-- BEGIN Material provided --
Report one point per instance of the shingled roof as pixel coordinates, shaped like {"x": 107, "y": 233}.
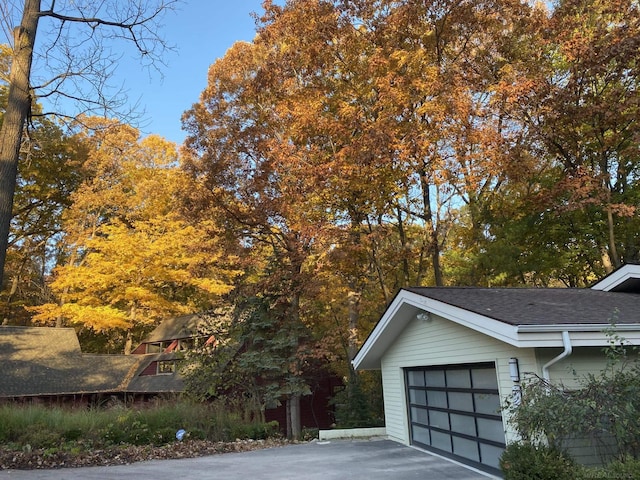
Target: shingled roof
{"x": 175, "y": 328}
{"x": 541, "y": 306}
{"x": 39, "y": 361}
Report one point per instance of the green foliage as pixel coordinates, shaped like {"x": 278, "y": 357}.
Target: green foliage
{"x": 256, "y": 366}
{"x": 524, "y": 461}
{"x": 626, "y": 469}
{"x": 36, "y": 427}
{"x": 605, "y": 408}
{"x": 356, "y": 406}
{"x": 256, "y": 431}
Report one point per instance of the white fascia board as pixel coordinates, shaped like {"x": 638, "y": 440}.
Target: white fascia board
{"x": 377, "y": 335}
{"x": 618, "y": 277}
{"x": 480, "y": 323}
{"x": 397, "y": 316}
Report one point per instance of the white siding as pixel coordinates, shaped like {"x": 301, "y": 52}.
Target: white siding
{"x": 571, "y": 370}
{"x": 441, "y": 342}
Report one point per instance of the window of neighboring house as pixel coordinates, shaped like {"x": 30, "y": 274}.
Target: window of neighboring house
{"x": 166, "y": 367}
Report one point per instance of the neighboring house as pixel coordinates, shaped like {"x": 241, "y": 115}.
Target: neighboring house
{"x": 47, "y": 363}
{"x": 450, "y": 355}
{"x": 162, "y": 350}
{"x": 179, "y": 335}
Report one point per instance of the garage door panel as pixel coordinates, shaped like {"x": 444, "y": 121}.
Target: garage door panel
{"x": 441, "y": 441}
{"x": 418, "y": 397}
{"x": 439, "y": 420}
{"x": 437, "y": 398}
{"x": 420, "y": 415}
{"x": 490, "y": 429}
{"x": 487, "y": 403}
{"x": 466, "y": 448}
{"x": 462, "y": 401}
{"x": 455, "y": 410}
{"x": 458, "y": 379}
{"x": 435, "y": 378}
{"x": 463, "y": 424}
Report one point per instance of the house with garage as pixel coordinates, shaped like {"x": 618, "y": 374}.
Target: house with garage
{"x": 450, "y": 356}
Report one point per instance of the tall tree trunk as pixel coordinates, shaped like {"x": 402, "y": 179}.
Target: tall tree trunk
{"x": 431, "y": 228}
{"x": 17, "y": 111}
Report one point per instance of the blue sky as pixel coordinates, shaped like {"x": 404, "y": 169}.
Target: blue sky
{"x": 201, "y": 31}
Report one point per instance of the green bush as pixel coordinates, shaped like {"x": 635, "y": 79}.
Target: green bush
{"x": 35, "y": 427}
{"x": 255, "y": 431}
{"x": 524, "y": 461}
{"x": 627, "y": 469}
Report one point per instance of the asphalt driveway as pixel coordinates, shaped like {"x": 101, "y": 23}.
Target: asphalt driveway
{"x": 320, "y": 460}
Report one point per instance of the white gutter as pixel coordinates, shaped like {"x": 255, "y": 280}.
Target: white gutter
{"x": 578, "y": 327}
{"x": 566, "y": 341}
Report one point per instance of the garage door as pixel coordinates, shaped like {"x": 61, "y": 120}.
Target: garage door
{"x": 455, "y": 411}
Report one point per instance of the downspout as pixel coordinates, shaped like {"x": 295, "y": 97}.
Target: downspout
{"x": 566, "y": 341}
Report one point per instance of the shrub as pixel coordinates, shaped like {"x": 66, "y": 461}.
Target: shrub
{"x": 525, "y": 461}
{"x": 626, "y": 469}
{"x": 604, "y": 408}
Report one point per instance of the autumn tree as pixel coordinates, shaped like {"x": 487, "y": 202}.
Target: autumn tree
{"x": 130, "y": 257}
{"x": 74, "y": 66}
{"x": 49, "y": 174}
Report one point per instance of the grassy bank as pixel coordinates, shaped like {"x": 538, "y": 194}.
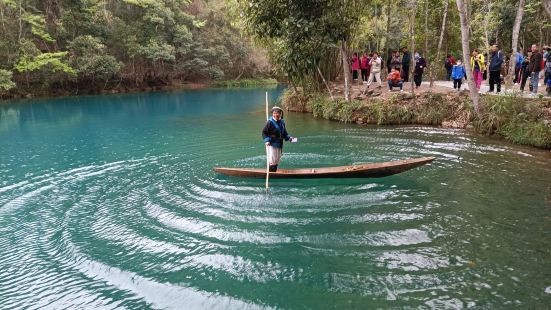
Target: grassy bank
{"x": 245, "y": 82}
{"x": 516, "y": 119}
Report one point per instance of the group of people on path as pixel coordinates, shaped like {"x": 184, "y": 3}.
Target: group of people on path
{"x": 534, "y": 65}
{"x": 369, "y": 66}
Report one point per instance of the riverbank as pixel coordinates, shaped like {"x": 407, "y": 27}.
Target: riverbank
{"x": 524, "y": 121}
{"x": 117, "y": 88}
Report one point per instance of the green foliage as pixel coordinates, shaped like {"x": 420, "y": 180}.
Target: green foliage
{"x": 340, "y": 110}
{"x": 38, "y": 26}
{"x": 515, "y": 119}
{"x": 5, "y": 80}
{"x": 157, "y": 51}
{"x": 300, "y": 33}
{"x": 245, "y": 83}
{"x": 140, "y": 41}
{"x": 52, "y": 61}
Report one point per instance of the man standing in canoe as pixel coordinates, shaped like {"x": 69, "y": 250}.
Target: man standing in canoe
{"x": 274, "y": 133}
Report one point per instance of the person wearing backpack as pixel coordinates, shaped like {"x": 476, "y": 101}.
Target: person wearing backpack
{"x": 518, "y": 64}
{"x": 535, "y": 68}
{"x": 547, "y": 79}
{"x": 458, "y": 73}
{"x": 478, "y": 66}
{"x": 375, "y": 73}
{"x": 364, "y": 66}
{"x": 525, "y": 72}
{"x": 448, "y": 64}
{"x": 496, "y": 60}
{"x": 355, "y": 66}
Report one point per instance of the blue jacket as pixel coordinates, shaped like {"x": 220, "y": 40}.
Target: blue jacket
{"x": 458, "y": 72}
{"x": 496, "y": 60}
{"x": 275, "y": 132}
{"x": 519, "y": 59}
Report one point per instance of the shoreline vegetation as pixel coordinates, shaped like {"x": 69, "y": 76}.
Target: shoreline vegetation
{"x": 515, "y": 119}
{"x": 122, "y": 89}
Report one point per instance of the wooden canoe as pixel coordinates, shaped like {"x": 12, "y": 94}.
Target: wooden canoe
{"x": 374, "y": 170}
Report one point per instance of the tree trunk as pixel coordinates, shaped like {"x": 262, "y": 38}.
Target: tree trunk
{"x": 412, "y": 37}
{"x": 346, "y": 70}
{"x": 387, "y": 40}
{"x": 442, "y": 30}
{"x": 513, "y": 58}
{"x": 325, "y": 82}
{"x": 547, "y": 6}
{"x": 426, "y": 29}
{"x": 466, "y": 50}
{"x": 487, "y": 35}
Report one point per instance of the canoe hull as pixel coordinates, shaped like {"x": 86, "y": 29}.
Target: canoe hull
{"x": 374, "y": 170}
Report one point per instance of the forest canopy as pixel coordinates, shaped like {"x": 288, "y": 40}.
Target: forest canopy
{"x": 99, "y": 44}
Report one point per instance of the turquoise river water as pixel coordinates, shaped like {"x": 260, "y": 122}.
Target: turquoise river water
{"x": 110, "y": 202}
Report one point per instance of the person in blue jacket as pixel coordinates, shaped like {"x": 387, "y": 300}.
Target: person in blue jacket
{"x": 458, "y": 73}
{"x": 496, "y": 61}
{"x": 274, "y": 133}
{"x": 518, "y": 65}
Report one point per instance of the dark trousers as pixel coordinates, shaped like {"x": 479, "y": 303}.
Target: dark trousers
{"x": 364, "y": 75}
{"x": 517, "y": 71}
{"x": 523, "y": 82}
{"x": 457, "y": 83}
{"x": 495, "y": 79}
{"x": 418, "y": 78}
{"x": 405, "y": 73}
{"x": 398, "y": 84}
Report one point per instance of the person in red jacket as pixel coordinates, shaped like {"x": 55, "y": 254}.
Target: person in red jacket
{"x": 448, "y": 64}
{"x": 364, "y": 66}
{"x": 355, "y": 66}
{"x": 394, "y": 79}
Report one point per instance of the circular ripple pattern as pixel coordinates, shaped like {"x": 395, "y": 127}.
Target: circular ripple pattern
{"x": 131, "y": 215}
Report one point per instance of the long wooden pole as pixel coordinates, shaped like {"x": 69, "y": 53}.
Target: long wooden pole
-- END Material provided --
What to produce | Rewrite everything from the line containing "Report one point per instance of the person in blue" down to the end of the listing, requests included, scaling the x and y coordinates in each answer by 1.75 and rounding them to whole numbers, with halves rounded up. Leave the requests and their sample coordinates unchanged.

Task answer |
Report one point per instance of the person in blue jacket as pixel coordinates, shaped like {"x": 387, "y": 300}.
Target: person in blue jacket
{"x": 802, "y": 128}
{"x": 868, "y": 107}
{"x": 480, "y": 233}
{"x": 907, "y": 114}
Report one point per instance of the dark trousers as pixel coordinates, shaped like {"x": 479, "y": 303}.
Target: dark trousers
{"x": 637, "y": 131}
{"x": 905, "y": 124}
{"x": 915, "y": 144}
{"x": 800, "y": 145}
{"x": 866, "y": 138}
{"x": 732, "y": 137}
{"x": 709, "y": 128}
{"x": 697, "y": 147}
Report one point per instance of the person in red jacket as pixel coordinates, shaped like {"x": 55, "y": 254}.
Target: person in red jacket
{"x": 784, "y": 112}
{"x": 637, "y": 116}
{"x": 621, "y": 116}
{"x": 690, "y": 138}
Report one point per instance of the circular ripple pattern as pixel coordinates, shaped like {"x": 395, "y": 127}.
Target: circular ripple pattern
{"x": 229, "y": 376}
Report one point per instance of the long wooden pole as pixel coordinates, shaped like {"x": 69, "y": 53}.
Target: long wooden pole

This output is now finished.